SUPPLIED DATA:
_____

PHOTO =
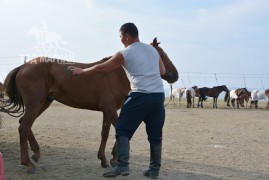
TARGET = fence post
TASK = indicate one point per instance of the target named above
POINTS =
(2, 171)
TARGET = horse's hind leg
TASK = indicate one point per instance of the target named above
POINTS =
(31, 113)
(32, 140)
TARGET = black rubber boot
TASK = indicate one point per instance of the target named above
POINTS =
(155, 161)
(122, 167)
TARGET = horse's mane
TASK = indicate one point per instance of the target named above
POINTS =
(61, 61)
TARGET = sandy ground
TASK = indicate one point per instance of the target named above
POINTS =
(200, 144)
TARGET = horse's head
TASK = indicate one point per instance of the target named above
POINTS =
(241, 91)
(224, 88)
(171, 74)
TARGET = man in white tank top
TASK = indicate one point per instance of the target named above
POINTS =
(144, 68)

_____

TASK DESCRIPTION:
Please recast all the lines above as a numbered list, skipping any blank lines and leaving the pictures out.

PROBLEM SOLUTION:
1. PHOTO =
2. TARGET = fence post
3. TASK = indicate one point per instance of the target named above
4. POINTS =
5. (2, 171)
6. TARGET = horse's hind leg
7. TASK = indicate one point per instance of the target named above
8. POINTS =
9. (31, 113)
10. (32, 140)
11. TARGET = black rubber boot
12. TASK = indicate one point per instance of the target named above
13. POINTS =
14. (155, 161)
15. (122, 167)
16. TARGET = horse's mane
17. TASK = indicate one point per instance of the target named above
18. POINTS =
19. (61, 61)
20. TARGET = sandy ground
21. TASK = indicate one point per instance of the target named above
22. POINTS =
23. (200, 144)
24. TARGET = horse's head
25. TASK = indicate one point per instance of the target named above
26. POINTS =
27. (241, 91)
28. (224, 88)
29. (171, 74)
30. TARGET = man in white tank top
31. TASK = indicate one point per instance of the target named above
32. POINTS =
33. (144, 68)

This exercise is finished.